> _PROBLEM TO WORK ON_
From the records below, extract and copy in full every line that contains the string "support".

> _DATA SUPPLIED_
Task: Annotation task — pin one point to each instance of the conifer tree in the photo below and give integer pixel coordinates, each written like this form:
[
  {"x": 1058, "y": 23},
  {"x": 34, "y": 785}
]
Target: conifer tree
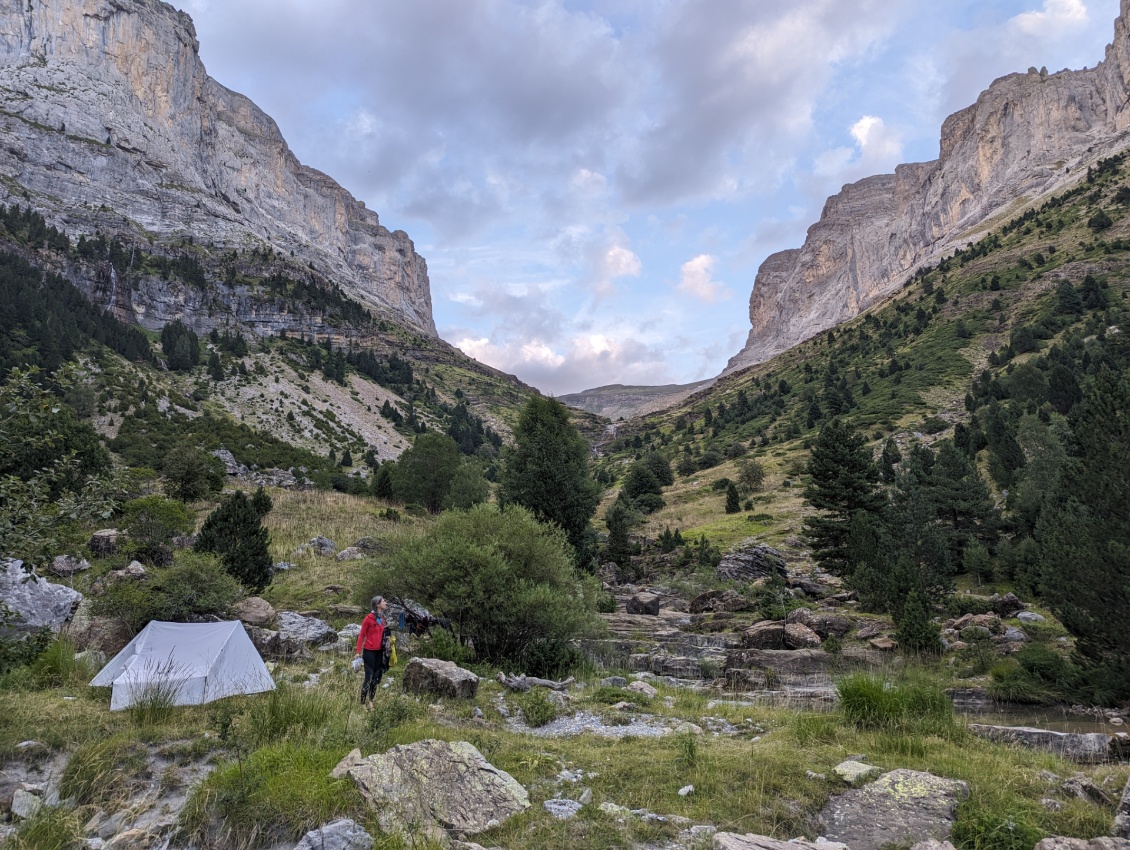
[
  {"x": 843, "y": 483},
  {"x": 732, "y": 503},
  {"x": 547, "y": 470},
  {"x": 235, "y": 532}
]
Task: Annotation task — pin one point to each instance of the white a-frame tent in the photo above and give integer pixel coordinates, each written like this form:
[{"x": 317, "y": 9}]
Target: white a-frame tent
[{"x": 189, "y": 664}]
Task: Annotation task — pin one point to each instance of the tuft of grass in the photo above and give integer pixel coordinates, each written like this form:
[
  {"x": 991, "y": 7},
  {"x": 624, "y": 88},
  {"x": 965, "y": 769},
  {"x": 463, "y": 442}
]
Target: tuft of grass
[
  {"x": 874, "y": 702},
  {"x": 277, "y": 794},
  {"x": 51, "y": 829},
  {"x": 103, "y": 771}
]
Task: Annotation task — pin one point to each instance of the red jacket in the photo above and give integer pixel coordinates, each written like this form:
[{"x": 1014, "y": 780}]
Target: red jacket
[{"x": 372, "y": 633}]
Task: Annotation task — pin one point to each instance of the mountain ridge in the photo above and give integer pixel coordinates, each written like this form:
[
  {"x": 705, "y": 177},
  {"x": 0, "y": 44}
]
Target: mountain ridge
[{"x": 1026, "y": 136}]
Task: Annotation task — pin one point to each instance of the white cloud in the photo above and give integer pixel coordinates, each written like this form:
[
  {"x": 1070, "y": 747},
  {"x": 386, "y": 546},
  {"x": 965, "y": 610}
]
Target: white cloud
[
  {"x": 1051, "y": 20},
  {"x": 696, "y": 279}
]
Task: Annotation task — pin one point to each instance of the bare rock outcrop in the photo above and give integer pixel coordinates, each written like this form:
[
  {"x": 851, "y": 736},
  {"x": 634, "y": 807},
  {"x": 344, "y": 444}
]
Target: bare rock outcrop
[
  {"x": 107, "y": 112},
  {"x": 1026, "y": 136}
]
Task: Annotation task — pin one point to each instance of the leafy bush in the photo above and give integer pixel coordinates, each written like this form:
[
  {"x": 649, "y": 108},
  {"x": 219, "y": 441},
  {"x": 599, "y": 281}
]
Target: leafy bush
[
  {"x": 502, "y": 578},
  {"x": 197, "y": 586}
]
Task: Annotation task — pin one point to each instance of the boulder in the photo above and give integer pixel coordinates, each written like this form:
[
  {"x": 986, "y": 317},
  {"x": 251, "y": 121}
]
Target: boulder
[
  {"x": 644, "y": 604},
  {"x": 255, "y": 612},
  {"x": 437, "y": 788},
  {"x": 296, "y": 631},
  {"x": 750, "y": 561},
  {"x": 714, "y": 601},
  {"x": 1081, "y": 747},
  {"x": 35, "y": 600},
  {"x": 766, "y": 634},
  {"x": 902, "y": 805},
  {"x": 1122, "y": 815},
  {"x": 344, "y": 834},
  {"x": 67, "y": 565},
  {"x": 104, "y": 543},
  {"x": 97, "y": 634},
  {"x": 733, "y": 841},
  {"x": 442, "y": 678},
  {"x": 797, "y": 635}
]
==
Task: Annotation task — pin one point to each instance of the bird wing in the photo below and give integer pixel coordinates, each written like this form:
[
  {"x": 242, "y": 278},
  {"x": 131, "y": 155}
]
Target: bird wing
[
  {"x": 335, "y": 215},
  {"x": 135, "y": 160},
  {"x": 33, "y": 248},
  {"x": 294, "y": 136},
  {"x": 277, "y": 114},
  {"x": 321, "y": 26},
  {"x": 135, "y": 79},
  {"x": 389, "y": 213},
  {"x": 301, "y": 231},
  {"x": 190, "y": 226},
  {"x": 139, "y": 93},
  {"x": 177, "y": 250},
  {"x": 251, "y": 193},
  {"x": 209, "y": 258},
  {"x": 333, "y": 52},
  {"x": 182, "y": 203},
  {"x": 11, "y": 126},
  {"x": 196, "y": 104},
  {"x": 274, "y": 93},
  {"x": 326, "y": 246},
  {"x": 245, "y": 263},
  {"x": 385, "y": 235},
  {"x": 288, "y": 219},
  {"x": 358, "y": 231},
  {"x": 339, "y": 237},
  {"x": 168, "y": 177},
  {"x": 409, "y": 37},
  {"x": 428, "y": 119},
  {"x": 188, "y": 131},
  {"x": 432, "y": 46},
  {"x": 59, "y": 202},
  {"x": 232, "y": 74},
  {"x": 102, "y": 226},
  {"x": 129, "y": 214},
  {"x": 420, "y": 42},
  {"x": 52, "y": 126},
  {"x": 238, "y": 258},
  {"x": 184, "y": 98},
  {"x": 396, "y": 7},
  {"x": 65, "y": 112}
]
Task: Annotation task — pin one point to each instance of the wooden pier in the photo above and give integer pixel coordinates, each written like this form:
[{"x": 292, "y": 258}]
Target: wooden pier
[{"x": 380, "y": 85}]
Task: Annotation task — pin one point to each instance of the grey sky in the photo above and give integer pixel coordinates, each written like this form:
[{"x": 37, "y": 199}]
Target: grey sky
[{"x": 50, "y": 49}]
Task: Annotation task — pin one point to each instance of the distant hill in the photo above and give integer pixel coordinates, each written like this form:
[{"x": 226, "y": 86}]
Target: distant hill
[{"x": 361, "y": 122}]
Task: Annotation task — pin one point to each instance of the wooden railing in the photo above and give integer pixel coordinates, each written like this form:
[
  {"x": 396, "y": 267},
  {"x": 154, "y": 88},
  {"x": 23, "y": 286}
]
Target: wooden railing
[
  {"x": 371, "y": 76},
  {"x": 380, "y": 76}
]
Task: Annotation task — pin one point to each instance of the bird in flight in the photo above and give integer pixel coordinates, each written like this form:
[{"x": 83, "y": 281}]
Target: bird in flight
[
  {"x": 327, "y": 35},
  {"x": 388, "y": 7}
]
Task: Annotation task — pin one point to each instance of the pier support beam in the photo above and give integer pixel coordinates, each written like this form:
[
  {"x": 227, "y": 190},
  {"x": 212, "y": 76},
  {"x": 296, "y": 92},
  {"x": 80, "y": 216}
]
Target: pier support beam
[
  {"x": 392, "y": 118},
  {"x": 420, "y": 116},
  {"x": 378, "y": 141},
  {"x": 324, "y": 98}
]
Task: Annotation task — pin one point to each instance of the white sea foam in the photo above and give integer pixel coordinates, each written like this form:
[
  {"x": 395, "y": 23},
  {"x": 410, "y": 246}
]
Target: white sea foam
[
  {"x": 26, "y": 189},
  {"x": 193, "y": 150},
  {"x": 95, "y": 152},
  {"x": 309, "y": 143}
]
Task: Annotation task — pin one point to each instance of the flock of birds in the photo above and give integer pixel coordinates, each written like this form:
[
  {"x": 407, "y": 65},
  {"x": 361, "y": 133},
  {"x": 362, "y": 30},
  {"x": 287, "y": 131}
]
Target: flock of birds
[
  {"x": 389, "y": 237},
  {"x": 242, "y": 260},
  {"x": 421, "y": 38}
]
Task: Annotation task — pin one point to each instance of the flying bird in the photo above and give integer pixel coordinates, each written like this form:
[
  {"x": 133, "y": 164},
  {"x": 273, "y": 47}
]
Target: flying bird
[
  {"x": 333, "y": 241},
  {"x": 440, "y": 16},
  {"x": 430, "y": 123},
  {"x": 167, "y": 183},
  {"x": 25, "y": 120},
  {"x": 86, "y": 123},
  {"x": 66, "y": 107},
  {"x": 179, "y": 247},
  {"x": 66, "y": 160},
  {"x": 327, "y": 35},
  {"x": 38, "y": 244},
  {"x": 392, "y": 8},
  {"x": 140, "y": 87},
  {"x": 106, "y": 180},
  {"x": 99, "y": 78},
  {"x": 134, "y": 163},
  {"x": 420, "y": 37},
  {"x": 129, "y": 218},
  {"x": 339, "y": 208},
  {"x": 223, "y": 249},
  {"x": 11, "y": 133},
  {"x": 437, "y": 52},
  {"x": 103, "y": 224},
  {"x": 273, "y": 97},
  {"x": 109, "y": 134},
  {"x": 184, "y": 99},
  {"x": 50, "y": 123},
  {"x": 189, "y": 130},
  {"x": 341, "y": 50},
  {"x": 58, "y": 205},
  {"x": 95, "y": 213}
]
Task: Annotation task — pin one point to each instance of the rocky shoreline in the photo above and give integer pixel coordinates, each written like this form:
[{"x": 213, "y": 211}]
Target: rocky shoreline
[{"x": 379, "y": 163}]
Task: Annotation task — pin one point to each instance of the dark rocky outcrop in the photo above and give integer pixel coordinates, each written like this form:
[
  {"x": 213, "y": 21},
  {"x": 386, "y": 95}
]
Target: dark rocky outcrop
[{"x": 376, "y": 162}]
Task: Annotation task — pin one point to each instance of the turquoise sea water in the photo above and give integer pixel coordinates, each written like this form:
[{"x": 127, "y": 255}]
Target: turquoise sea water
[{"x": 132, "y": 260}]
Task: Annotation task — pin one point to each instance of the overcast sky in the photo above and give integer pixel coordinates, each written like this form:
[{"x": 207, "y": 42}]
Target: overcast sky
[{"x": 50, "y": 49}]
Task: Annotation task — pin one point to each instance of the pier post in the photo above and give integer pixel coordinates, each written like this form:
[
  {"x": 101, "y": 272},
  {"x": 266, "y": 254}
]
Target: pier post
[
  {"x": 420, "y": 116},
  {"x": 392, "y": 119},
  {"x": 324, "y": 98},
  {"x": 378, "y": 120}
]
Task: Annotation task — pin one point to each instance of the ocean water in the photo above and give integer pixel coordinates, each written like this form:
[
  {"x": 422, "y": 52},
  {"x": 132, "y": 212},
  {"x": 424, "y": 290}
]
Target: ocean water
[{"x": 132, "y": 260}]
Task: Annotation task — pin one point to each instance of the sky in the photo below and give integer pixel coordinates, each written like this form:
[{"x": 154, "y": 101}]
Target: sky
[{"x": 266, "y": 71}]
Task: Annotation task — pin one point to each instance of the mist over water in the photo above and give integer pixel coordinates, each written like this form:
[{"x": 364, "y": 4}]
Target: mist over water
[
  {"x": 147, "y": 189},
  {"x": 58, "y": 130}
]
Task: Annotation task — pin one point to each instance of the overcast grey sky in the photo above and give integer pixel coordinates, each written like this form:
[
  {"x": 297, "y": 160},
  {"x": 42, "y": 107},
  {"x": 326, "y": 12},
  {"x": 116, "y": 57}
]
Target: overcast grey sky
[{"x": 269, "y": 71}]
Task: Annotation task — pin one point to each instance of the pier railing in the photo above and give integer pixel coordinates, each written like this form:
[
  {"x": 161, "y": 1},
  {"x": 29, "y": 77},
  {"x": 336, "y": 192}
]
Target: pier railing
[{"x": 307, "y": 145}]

> _OUTPUT FOR THIS TASK_
Task: Annotation task — pin one point to each instance of the pier support beam in the photo above and give integer pixel coordinates, each written like this form:
Target: pier support beam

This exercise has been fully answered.